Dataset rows
— start —

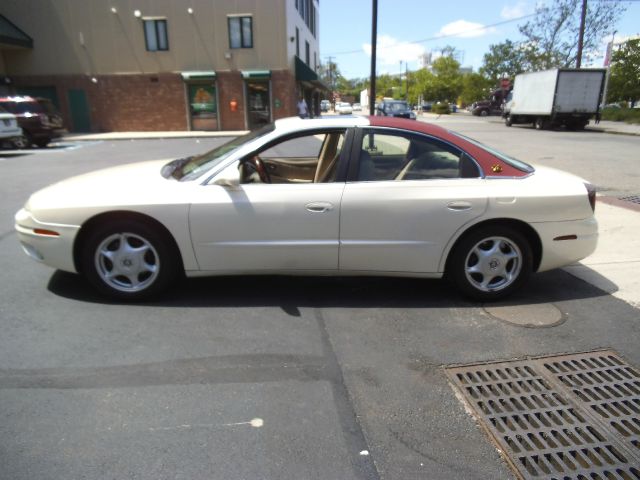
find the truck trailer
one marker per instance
(554, 98)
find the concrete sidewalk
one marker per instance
(615, 264)
(82, 137)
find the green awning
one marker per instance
(256, 74)
(199, 75)
(11, 35)
(303, 72)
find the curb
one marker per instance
(151, 135)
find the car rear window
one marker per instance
(514, 162)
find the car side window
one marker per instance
(405, 156)
(310, 158)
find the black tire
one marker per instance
(29, 139)
(146, 267)
(20, 142)
(495, 276)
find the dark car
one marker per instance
(486, 107)
(395, 108)
(38, 118)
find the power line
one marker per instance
(482, 27)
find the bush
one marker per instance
(441, 108)
(629, 115)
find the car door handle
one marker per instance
(319, 207)
(459, 206)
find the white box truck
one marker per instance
(554, 98)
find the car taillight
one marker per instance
(591, 194)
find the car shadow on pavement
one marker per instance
(290, 293)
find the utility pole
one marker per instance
(374, 37)
(330, 67)
(581, 36)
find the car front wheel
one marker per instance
(129, 260)
(490, 263)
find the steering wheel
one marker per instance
(257, 163)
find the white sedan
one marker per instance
(345, 196)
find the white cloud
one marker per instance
(464, 29)
(391, 51)
(509, 12)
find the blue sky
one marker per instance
(408, 28)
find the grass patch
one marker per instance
(628, 115)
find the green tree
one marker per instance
(506, 59)
(420, 85)
(447, 84)
(552, 35)
(624, 83)
(475, 86)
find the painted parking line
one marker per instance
(54, 147)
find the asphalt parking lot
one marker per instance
(270, 377)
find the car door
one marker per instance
(402, 221)
(278, 227)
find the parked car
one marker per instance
(10, 132)
(405, 198)
(395, 108)
(37, 117)
(426, 106)
(344, 108)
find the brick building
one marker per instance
(143, 65)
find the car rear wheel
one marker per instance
(20, 142)
(491, 262)
(129, 260)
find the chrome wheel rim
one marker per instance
(493, 264)
(127, 262)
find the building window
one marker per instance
(155, 35)
(308, 13)
(240, 32)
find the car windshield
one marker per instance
(514, 162)
(192, 167)
(22, 107)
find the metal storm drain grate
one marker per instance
(631, 198)
(565, 417)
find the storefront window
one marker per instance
(203, 107)
(259, 111)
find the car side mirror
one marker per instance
(229, 177)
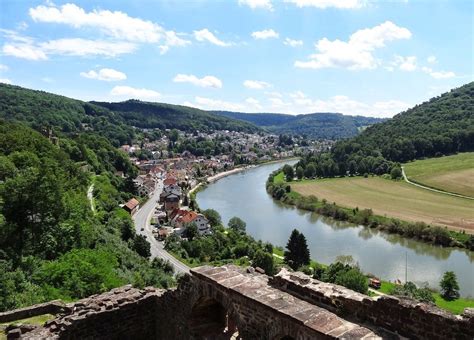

— end —

State how many rows of text in the records above contain the string "line", with case counting. Give only the number.

= TASK SOLUTION =
2